* [Directions]:
a) According to the passage on married men's health, how many years longer do married men live than single men?
b) Alter the passage on married men's health: give it between "Better health. Married" and "A whole decade!", inclusive, with "heart disease" replaced by "heart trouble".

Excerpted passage Start Marker

Better health. Married men are healthier men. They stay healthier and live longer than either their single or co-habitating peers. Just how much healthier are they? Take a look at these statistics:

-Married men have fewer infections and a lower risk of heart disease and some cancers.

-Married men are less likely to smoke, drink heavily, and be physically inactive

-Married men are less likely to suffer from health conditions like back pain, headaches, and serious psychological distress.

-Single people spend longer in the hospital, and have a greater risk of dying after surgery

-9 out of 10 married men who are alive at age 48 are alive at age 65. Only 6 out of 10 single men who was alive at age 48 was alive at 65.

-Married men live 10 years longer than single men. A whole decade!

So if you’re looking to kick the grim reaper’s butt, get married.

Excerpted passage End Marker
Data for review Start Marker

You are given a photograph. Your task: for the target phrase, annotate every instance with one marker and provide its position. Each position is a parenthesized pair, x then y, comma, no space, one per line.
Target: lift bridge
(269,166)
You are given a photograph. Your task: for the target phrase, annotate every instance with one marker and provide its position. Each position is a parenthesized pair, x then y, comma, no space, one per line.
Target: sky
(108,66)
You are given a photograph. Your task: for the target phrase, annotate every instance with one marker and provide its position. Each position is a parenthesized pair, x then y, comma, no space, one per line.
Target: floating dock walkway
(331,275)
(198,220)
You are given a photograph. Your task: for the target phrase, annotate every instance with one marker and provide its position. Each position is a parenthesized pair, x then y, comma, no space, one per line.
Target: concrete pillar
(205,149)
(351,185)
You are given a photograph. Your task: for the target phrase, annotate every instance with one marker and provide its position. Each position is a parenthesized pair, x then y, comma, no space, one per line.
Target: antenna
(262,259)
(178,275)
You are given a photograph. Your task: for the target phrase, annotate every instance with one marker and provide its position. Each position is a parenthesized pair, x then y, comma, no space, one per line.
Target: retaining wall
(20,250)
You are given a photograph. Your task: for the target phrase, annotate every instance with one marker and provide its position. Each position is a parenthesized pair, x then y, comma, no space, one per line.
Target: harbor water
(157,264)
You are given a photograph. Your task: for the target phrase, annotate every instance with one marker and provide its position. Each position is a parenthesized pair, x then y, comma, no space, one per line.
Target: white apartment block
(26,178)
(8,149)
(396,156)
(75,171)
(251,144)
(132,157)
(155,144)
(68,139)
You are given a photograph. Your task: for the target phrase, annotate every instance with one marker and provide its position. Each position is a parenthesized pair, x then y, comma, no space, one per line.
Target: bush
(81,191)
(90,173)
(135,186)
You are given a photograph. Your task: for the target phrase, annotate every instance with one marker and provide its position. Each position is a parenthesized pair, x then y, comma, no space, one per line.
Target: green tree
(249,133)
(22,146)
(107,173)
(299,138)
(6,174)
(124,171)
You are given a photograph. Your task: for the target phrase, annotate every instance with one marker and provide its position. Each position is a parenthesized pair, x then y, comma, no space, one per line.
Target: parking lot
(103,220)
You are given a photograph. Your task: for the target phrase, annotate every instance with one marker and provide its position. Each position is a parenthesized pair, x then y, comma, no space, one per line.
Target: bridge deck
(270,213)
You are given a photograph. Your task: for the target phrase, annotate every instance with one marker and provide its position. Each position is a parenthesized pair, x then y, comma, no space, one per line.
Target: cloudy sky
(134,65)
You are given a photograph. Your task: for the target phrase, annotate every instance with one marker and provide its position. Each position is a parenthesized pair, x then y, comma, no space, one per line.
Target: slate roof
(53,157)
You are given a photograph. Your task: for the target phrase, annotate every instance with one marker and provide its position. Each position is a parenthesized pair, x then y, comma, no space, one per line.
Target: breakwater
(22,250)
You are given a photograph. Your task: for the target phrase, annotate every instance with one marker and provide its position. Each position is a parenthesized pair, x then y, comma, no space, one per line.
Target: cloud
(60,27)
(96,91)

Data for review End Marker

* [Answers to the problems]:
a) Married men live 10 years longer than single men.

b)
Better health. Married men are healthier men. They stay healthier and live longer than either their single or co-habitating peers. Just how much healthier are they? Take a look at these statistics:

-Married men have fewer infections and a lower risk of heart trouble and some cancers.

-Married men are less likely to smoke, drink heavily, and be physically inactive

-Married men are less likely to suffer from health conditions like back pain, headaches, and serious psychological distress.

-Single people spend longer in the hospital, and have a greater risk of dying after surgery

-9 out of 10 married men who are alive at age 48 are alive at age 65. Only 6 out of 10 single men who was alive at age 48 was alive at 65.

-Married men live 10 years longer than single men. A whole decade!